Requirements: From the records below, copy each line containing the word "path".

# Start of Provided data

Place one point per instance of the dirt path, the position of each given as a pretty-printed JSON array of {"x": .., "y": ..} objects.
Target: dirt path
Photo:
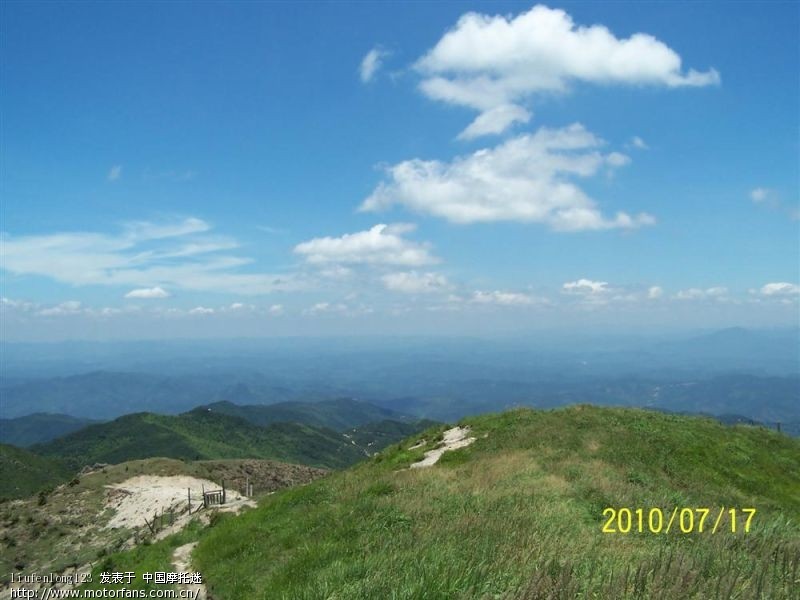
[
  {"x": 453, "y": 439},
  {"x": 182, "y": 562}
]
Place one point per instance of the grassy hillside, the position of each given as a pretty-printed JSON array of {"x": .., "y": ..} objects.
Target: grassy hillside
[
  {"x": 66, "y": 528},
  {"x": 201, "y": 434},
  {"x": 38, "y": 428},
  {"x": 339, "y": 414},
  {"x": 23, "y": 473},
  {"x": 519, "y": 514}
]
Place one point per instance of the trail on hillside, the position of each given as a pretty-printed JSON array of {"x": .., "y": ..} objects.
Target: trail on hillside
[
  {"x": 182, "y": 563},
  {"x": 143, "y": 496},
  {"x": 453, "y": 439}
]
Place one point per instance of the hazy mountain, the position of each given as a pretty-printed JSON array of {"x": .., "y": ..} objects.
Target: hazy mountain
[
  {"x": 339, "y": 414},
  {"x": 197, "y": 435},
  {"x": 23, "y": 473},
  {"x": 208, "y": 434},
  {"x": 38, "y": 428}
]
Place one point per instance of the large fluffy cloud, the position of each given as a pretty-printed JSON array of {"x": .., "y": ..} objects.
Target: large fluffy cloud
[
  {"x": 493, "y": 64},
  {"x": 527, "y": 178},
  {"x": 380, "y": 245}
]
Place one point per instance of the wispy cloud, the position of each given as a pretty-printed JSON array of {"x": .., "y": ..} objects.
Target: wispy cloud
[
  {"x": 380, "y": 245},
  {"x": 711, "y": 293},
  {"x": 412, "y": 282},
  {"x": 371, "y": 64},
  {"x": 148, "y": 293},
  {"x": 526, "y": 179},
  {"x": 494, "y": 64},
  {"x": 638, "y": 143},
  {"x": 175, "y": 254},
  {"x": 505, "y": 298},
  {"x": 780, "y": 289}
]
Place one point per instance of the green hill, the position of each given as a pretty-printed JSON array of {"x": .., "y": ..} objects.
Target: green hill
[
  {"x": 201, "y": 434},
  {"x": 38, "y": 428},
  {"x": 339, "y": 414},
  {"x": 204, "y": 433},
  {"x": 23, "y": 473},
  {"x": 519, "y": 514}
]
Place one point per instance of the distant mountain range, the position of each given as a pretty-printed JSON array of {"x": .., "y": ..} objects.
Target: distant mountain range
[
  {"x": 23, "y": 473},
  {"x": 198, "y": 435},
  {"x": 39, "y": 427},
  {"x": 332, "y": 434},
  {"x": 339, "y": 414}
]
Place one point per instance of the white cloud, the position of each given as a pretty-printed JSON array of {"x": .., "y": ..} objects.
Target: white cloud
[
  {"x": 617, "y": 159},
  {"x": 780, "y": 289},
  {"x": 637, "y": 142},
  {"x": 487, "y": 62},
  {"x": 72, "y": 307},
  {"x": 16, "y": 305},
  {"x": 155, "y": 292},
  {"x": 380, "y": 245},
  {"x": 702, "y": 294},
  {"x": 371, "y": 64},
  {"x": 524, "y": 179},
  {"x": 759, "y": 195},
  {"x": 175, "y": 254},
  {"x": 585, "y": 287},
  {"x": 321, "y": 308},
  {"x": 504, "y": 298},
  {"x": 412, "y": 282},
  {"x": 495, "y": 120}
]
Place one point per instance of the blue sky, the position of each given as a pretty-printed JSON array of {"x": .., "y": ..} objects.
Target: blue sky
[{"x": 177, "y": 169}]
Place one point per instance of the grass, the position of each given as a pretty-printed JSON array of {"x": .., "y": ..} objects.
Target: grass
[
  {"x": 518, "y": 515},
  {"x": 66, "y": 529}
]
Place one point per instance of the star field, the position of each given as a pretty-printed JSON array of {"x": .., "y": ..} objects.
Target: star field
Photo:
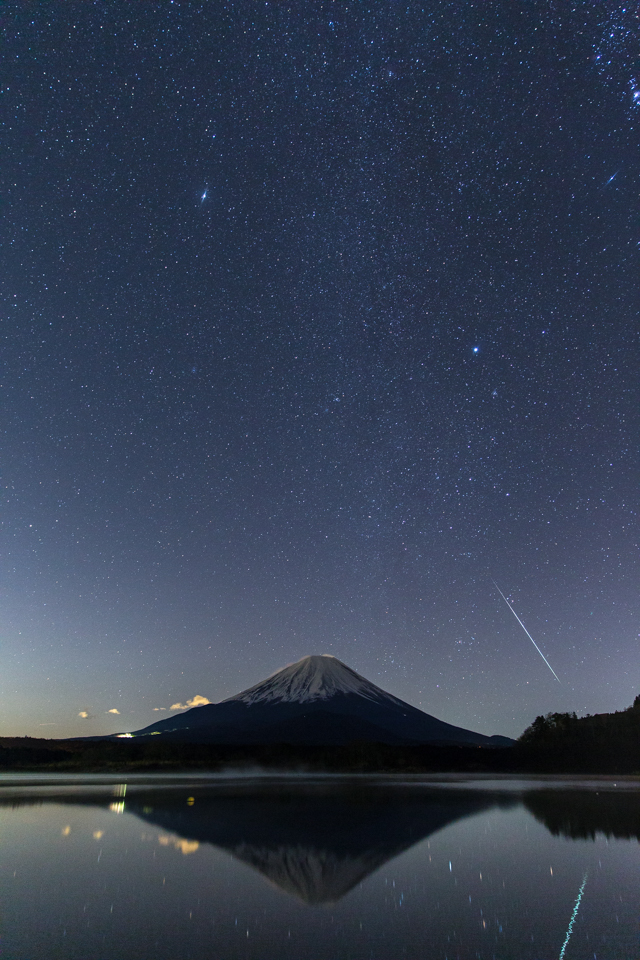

# End of Provided data

Reply to the task:
Place one point per instance of the dirt path, the position of each given as a pretty-printed JSON array of {"x": .., "y": ..} objects.
Target: dirt path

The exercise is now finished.